* **Part of a data file**:
(begin)
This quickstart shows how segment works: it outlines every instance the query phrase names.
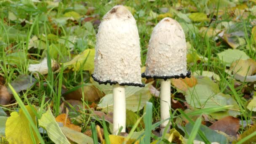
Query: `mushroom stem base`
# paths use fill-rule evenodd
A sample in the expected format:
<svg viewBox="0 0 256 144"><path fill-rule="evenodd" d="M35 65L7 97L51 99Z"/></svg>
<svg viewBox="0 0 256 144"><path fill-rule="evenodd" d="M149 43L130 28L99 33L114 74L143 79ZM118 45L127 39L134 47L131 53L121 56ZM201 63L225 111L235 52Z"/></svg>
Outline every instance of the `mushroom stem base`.
<svg viewBox="0 0 256 144"><path fill-rule="evenodd" d="M161 120L165 120L170 117L169 110L171 109L171 80L161 80L160 93L160 108ZM161 133L163 134L168 120L165 120L161 124ZM168 133L170 128L167 130Z"/></svg>
<svg viewBox="0 0 256 144"><path fill-rule="evenodd" d="M125 132L125 93L124 86L118 84L113 85L113 133L117 135L123 126L121 132Z"/></svg>

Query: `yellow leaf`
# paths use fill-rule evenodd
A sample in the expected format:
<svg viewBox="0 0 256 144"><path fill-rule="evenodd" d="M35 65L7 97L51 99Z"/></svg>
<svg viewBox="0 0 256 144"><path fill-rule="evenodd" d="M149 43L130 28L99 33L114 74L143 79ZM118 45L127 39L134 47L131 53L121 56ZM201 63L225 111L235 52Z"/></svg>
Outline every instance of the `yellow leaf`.
<svg viewBox="0 0 256 144"><path fill-rule="evenodd" d="M123 144L124 141L125 137L120 136L113 135L110 135L109 136L109 140L110 141L111 144ZM129 139L127 141L126 141L126 144L139 144L139 141L135 141L136 140L135 139ZM135 141L134 142L134 141ZM133 143L134 142L134 143ZM106 144L106 141L105 140L103 141L102 143L103 144Z"/></svg>
<svg viewBox="0 0 256 144"><path fill-rule="evenodd" d="M78 20L81 17L79 13L75 11L69 11L65 13L64 16L68 17L71 19L74 19L74 20Z"/></svg>
<svg viewBox="0 0 256 144"><path fill-rule="evenodd" d="M36 111L36 109L28 105L26 106L26 108L36 125L36 115L33 112ZM37 144L39 143L39 139L21 109L20 109L19 113L14 112L11 113L5 126L5 136L10 144L33 144L32 138L35 139ZM32 133L30 133L30 131L33 132Z"/></svg>
<svg viewBox="0 0 256 144"><path fill-rule="evenodd" d="M95 49L86 49L76 56L71 61L64 63L64 66L68 66L69 69L73 68L73 70L77 71L82 66L83 70L89 71L91 73L94 69L95 55ZM87 59L86 59L87 56Z"/></svg>
<svg viewBox="0 0 256 144"><path fill-rule="evenodd" d="M75 125L71 123L71 120L68 116L67 116L66 114L62 114L59 115L56 118L55 120L57 122L60 122L63 123L63 125L68 128L69 128L71 129L77 131L78 132L81 132L82 128L81 128L78 125Z"/></svg>
<svg viewBox="0 0 256 144"><path fill-rule="evenodd" d="M192 88L195 85L197 80L194 76L191 77L186 77L184 79L180 78L178 79L173 78L171 79L171 83L176 88L182 91L187 91L189 87Z"/></svg>
<svg viewBox="0 0 256 144"><path fill-rule="evenodd" d="M233 74L251 76L256 72L256 62L251 59L237 60L232 63L230 69L232 69Z"/></svg>

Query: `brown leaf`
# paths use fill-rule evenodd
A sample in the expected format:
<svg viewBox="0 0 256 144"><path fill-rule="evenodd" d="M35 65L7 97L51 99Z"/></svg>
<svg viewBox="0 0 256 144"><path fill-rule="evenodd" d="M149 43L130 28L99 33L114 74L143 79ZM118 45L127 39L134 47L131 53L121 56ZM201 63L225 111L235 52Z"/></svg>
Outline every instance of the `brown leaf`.
<svg viewBox="0 0 256 144"><path fill-rule="evenodd" d="M83 87L85 101L91 102L99 101L104 96L103 93L93 85L86 85ZM82 88L79 88L70 93L64 94L66 99L81 100L83 98Z"/></svg>
<svg viewBox="0 0 256 144"><path fill-rule="evenodd" d="M68 116L66 115L66 114L62 114L58 115L55 118L55 120L58 122L63 123L64 126L69 128L78 132L81 132L82 128L78 125L73 124L71 123L71 120L69 117Z"/></svg>
<svg viewBox="0 0 256 144"><path fill-rule="evenodd" d="M221 131L229 135L236 136L240 127L239 119L229 116L219 120L209 128L213 130Z"/></svg>
<svg viewBox="0 0 256 144"><path fill-rule="evenodd" d="M6 87L0 85L0 104L8 104L11 101L11 97L12 95L9 93Z"/></svg>
<svg viewBox="0 0 256 144"><path fill-rule="evenodd" d="M184 79L171 79L171 83L175 87L184 91L187 91L189 87L192 88L197 83L197 80L194 76L190 78L186 77Z"/></svg>

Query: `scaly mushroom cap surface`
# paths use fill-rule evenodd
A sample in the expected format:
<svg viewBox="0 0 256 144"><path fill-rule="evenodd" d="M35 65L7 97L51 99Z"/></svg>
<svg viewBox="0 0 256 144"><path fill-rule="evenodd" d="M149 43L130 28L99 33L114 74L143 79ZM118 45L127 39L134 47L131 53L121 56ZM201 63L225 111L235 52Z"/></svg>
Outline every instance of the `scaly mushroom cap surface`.
<svg viewBox="0 0 256 144"><path fill-rule="evenodd" d="M187 70L185 34L177 21L165 18L155 27L146 65L142 77L167 79L190 77L190 72Z"/></svg>
<svg viewBox="0 0 256 144"><path fill-rule="evenodd" d="M141 83L139 37L136 21L123 6L103 17L96 36L94 72L100 84L144 86Z"/></svg>

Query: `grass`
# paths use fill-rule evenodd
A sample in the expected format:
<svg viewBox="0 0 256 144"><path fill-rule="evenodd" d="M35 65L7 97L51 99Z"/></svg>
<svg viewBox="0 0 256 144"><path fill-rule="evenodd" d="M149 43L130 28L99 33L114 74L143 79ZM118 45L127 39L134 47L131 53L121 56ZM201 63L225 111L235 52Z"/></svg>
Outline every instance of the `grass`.
<svg viewBox="0 0 256 144"><path fill-rule="evenodd" d="M173 0L172 2L159 0L152 2L149 2L148 0L136 0L123 2L120 0L88 0L85 3L85 6L83 5L86 9L82 8L83 7L77 6L81 5L81 3L84 3L81 0L64 0L60 3L57 7L54 7L53 4L51 5L46 2L36 3L34 4L35 5L29 3L20 6L15 1L13 1L12 3L12 2L7 1L0 2L0 76L4 79L4 84L8 85L19 75L22 74L29 75L37 81L36 85L34 85L27 91L19 94L14 92L15 90L12 89L18 104L11 106L1 106L1 107L3 108L7 113L10 114L20 109L26 112L24 106L34 105L40 109L37 113L38 118L48 107L52 108L54 115L56 116L60 112L59 106L61 102L64 101L61 98L63 85L69 90L67 92L72 92L80 88L83 91L83 86L89 84L91 73L88 71L83 70L80 68L79 70L72 71L67 67L64 67L63 65L59 65L59 70L57 71L53 70L51 68L51 60L56 60L59 64L64 63L70 61L74 56L85 50L95 47L95 34L98 29L97 25L86 23L86 26L85 26L85 24L83 21L83 18L94 16L95 19L101 20L104 15L115 5L122 4L129 7L129 10L133 13L136 20L140 38L141 60L143 67L145 66L149 40L153 28L160 20L157 17L148 20L152 16L152 12L157 14L163 13L160 11L160 8L173 7L174 8L173 9L179 9L178 12L189 13L191 12L189 8L193 8L189 6L191 5L196 8L197 12L203 13L208 12L207 13L209 19L215 17L217 18L216 21L211 23L206 21L188 23L184 19L176 14L176 11L170 11L173 18L179 22L184 23L185 27L187 28L186 30L184 29L186 32L187 41L189 42L191 47L189 52L193 53L193 56L195 57L195 55L201 56L200 60L192 59L191 61L188 64L188 69L192 72L198 71L200 74L202 74L204 71L208 71L218 75L220 76L220 80L215 82L220 88L220 92L229 94L237 102L241 112L241 115L239 117L240 120L242 121L245 120L248 124L251 120L255 121L255 114L247 109L248 99L244 97L245 94L243 92L245 88L251 88L249 91L251 93L253 91L255 92L255 88L251 88L252 85L253 85L253 83L240 82L239 86L235 86L235 83L237 82L235 81L233 77L225 72L226 68L229 67L226 67L225 64L217 56L217 53L231 48L223 39L219 38L215 41L214 40L215 37L209 37L206 33L200 32L197 28L206 27L207 30L210 31L211 28L219 27L220 24L228 21L235 23L235 27L234 27L227 26L229 29L230 30L227 32L243 32L244 33L244 36L243 37L245 43L240 45L237 49L245 52L250 58L255 61L255 42L251 36L253 34L251 33L251 29L254 26L252 19L255 19L255 16L253 13L250 12L247 16L238 17L237 19L235 19L234 16L230 16L232 14L230 14L232 10L224 9L222 5L221 5L220 0L215 6L213 6L213 4L205 5L200 0ZM253 2L251 1L245 2L245 3L249 8L252 7L255 5ZM238 3L237 5L241 4L241 3ZM179 7L179 5L186 6ZM87 14L87 10L91 7L93 7L94 11L91 14ZM56 22L56 18L61 18L64 13L73 11L78 11L81 17L77 19L79 20L74 21L70 19L61 19L62 21L59 20L58 21L59 22ZM16 15L16 19L10 20L14 19L11 17L10 12L13 12ZM218 17L218 16L221 16L221 18ZM22 20L20 20L19 18ZM61 24L61 21L64 21L66 24ZM23 23L25 23L24 26L22 26ZM191 27L191 24L192 24ZM31 38L35 35L39 39L37 42L37 48L29 48L29 43ZM42 48L38 48L40 47ZM62 49L63 48L65 50ZM88 56L89 54L87 56L83 64L88 60ZM50 68L48 69L48 75L30 73L28 70L29 64L37 63L45 57L47 57L47 64ZM159 87L157 80L154 85L157 88ZM10 87L11 88L11 86ZM178 96L180 93L176 88L173 86L172 86L171 93L175 96L175 100L178 100L182 104L186 102L184 99ZM88 112L86 108L89 107L92 102L87 100L87 96L85 93L82 93L82 95L83 108L80 109L80 111L77 111L75 107L72 107L72 109L75 112L69 112L71 118L75 119L76 116L82 114L83 115L80 120L82 122L79 124L79 126L82 128L82 132L91 128L95 142L97 139L95 125L102 126L105 140L107 143L109 143L110 140L107 138L108 137L108 132L109 131L107 123L106 123L104 120L102 122L99 119L93 121L95 123L91 123L91 115L93 114L93 112L89 111ZM252 96L250 96L252 97ZM160 125L161 123L160 122L160 99L152 97L149 101L150 103L147 103L146 106L146 113L143 109L136 112L140 119L142 117L144 119L144 128L142 126L139 126L139 122L137 121L138 123L136 123L134 127L130 131L128 136L132 138L133 133L136 131L144 131L142 133L143 134L140 135L139 138L137 138L140 141L141 140L140 138L143 139L141 141L143 142L141 143L149 144L153 140L158 140L159 143L167 142L165 135L162 137L158 137L152 133L152 130L155 131L155 128ZM15 101L12 101L12 102L15 103ZM70 106L72 107L72 105ZM195 122L189 118L190 117L201 115L203 114L209 114L230 108L229 106L220 106L211 108L197 109L188 113L185 113L181 109L173 109L171 112L173 116L171 117L169 123L172 124L172 128L176 128L177 124L175 122L176 119L178 117L186 117L187 119L189 120L189 123L195 123L193 132L188 139L188 143L192 143L197 131L205 142L207 143L208 141L199 129L200 124L203 120L199 117ZM25 115L28 120L32 120L28 113L26 113ZM90 128L91 126L91 128ZM44 143L44 141L45 143L52 143L47 136L41 136L36 125L32 125L32 128L36 132L37 136L40 139L41 143ZM243 133L247 130L247 128L241 127L238 133ZM180 133L181 133L182 132L180 131ZM252 133L239 142L242 143L245 141L248 138L255 134L255 133Z"/></svg>

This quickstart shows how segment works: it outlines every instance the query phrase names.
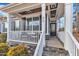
(end)
* **Goal**: Write out the data above exactly, from its first line through the line containing "132L125 93L124 86L118", including both of those lines. Leave the pictures out of your answer.

* **Exercise answer**:
This quickstart shows how segment works: it outlines every instance the query phrase names.
Query: `mushroom stem base`
# paths use fill-rule evenodd
A sample in the expected format:
<svg viewBox="0 0 256 144"><path fill-rule="evenodd" d="M35 65L7 97L51 99Z"/></svg>
<svg viewBox="0 0 256 144"><path fill-rule="evenodd" d="M149 43L130 28L99 33L114 74L143 79ZM118 45L127 39L134 47L131 53L121 56ZM201 63L225 111L235 52Z"/></svg>
Outline every instance of the `mushroom stem base`.
<svg viewBox="0 0 256 144"><path fill-rule="evenodd" d="M161 120L165 120L170 117L169 110L171 109L171 80L161 80L160 93L160 108ZM161 133L163 134L168 120L165 120L161 124ZM168 133L170 128L167 130Z"/></svg>
<svg viewBox="0 0 256 144"><path fill-rule="evenodd" d="M125 132L125 93L124 86L118 84L113 85L113 133L117 135L123 126L121 132Z"/></svg>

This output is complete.